Dataset rows on where objects appear
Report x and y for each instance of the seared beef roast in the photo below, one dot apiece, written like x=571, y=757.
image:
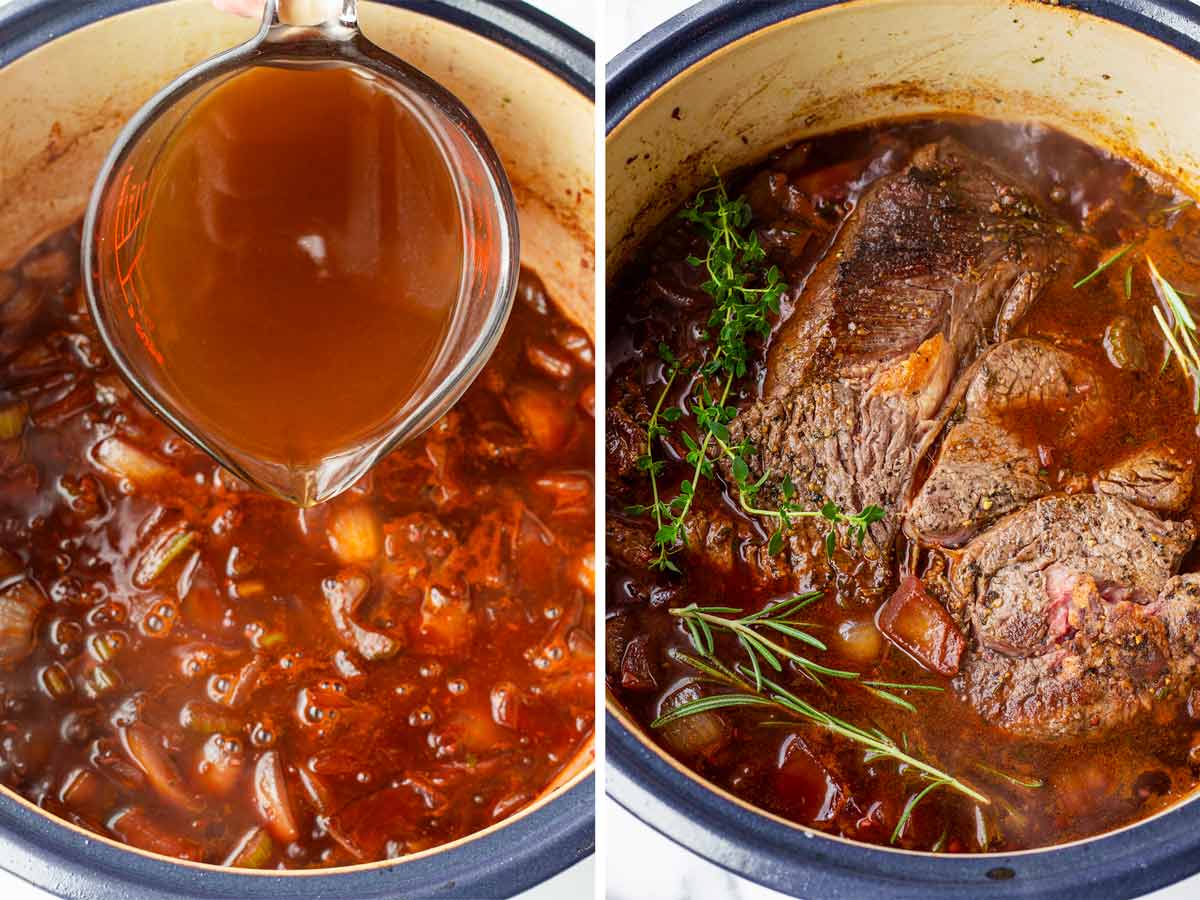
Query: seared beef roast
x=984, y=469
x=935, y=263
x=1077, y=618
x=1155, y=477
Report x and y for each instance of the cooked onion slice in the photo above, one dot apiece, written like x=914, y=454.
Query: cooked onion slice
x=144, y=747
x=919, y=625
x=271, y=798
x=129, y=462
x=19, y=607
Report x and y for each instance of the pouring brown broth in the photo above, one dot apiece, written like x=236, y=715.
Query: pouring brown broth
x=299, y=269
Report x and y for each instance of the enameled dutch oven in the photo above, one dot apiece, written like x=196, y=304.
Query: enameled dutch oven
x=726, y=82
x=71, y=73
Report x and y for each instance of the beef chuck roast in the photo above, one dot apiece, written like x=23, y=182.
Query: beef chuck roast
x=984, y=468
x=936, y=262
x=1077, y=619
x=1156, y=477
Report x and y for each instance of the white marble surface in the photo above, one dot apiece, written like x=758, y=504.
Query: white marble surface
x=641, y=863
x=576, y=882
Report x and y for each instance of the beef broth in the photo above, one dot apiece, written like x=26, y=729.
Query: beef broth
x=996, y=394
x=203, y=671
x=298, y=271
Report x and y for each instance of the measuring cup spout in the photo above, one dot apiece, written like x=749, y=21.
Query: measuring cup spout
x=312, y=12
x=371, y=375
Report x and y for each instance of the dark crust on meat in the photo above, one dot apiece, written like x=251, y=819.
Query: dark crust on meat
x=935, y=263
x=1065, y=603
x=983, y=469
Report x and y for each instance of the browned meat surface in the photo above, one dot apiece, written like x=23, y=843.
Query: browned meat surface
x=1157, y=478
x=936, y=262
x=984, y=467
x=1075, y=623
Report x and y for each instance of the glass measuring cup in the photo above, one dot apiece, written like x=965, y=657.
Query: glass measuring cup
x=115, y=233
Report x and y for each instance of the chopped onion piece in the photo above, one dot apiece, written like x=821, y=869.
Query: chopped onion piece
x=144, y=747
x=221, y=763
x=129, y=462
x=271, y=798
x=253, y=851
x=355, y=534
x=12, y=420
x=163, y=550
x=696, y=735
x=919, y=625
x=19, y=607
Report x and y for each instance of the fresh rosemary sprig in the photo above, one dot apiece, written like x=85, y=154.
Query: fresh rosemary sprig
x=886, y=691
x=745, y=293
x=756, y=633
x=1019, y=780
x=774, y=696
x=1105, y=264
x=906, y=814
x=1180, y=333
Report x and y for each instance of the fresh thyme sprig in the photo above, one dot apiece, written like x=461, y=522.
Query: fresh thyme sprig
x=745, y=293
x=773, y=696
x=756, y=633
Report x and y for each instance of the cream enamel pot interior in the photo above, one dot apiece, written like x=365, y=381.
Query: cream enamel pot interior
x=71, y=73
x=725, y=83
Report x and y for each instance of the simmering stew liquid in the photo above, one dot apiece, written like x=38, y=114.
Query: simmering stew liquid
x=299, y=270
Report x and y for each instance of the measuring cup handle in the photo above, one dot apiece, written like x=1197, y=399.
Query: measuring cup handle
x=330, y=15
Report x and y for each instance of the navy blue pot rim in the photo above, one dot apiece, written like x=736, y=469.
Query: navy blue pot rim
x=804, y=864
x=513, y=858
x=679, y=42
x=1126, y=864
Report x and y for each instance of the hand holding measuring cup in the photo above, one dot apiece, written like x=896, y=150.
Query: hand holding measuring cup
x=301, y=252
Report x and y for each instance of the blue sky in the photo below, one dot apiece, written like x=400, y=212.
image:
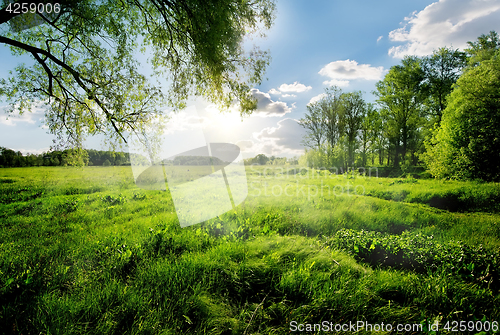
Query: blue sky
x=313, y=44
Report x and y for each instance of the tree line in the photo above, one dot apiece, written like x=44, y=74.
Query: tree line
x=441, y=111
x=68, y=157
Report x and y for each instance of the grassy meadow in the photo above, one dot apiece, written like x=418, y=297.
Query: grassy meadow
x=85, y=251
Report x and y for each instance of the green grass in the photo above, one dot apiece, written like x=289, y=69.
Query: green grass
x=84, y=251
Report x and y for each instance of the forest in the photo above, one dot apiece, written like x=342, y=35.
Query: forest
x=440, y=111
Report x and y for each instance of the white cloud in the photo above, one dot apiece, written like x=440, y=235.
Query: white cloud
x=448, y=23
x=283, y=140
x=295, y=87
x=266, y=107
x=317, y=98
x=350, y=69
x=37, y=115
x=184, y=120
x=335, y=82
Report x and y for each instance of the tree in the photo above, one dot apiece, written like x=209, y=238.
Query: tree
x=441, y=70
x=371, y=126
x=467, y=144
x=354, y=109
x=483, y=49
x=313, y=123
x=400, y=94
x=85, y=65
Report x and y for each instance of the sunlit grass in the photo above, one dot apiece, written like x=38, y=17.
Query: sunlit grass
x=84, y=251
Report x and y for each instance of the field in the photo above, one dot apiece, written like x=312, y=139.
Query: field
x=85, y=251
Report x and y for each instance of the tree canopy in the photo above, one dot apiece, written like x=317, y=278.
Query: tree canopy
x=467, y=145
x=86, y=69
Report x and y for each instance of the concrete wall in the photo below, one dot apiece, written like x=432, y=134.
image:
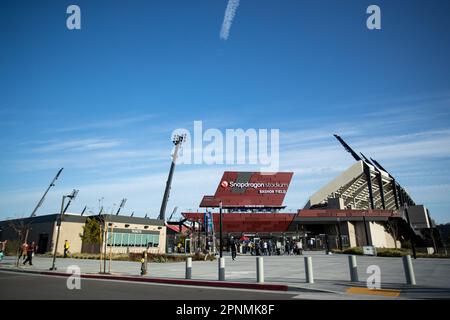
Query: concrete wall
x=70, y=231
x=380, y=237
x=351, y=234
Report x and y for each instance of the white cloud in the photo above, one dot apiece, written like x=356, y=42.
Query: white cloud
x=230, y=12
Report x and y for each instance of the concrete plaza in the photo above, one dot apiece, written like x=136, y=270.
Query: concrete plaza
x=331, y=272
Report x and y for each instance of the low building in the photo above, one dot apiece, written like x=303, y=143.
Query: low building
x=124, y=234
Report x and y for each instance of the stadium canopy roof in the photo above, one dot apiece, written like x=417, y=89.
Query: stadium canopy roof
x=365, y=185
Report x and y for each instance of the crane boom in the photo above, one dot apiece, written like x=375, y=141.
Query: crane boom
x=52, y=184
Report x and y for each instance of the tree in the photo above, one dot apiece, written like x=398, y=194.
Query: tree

--- Directive ---
Put the lines from the one containing "like x=398, y=194." through the end of the material into a numbered list, leaving out any blank lines.

--- Response ---
1. Report x and y for each instance of the tree in the photo above, one dot apiece, written like x=398, y=194.
2. Query: tree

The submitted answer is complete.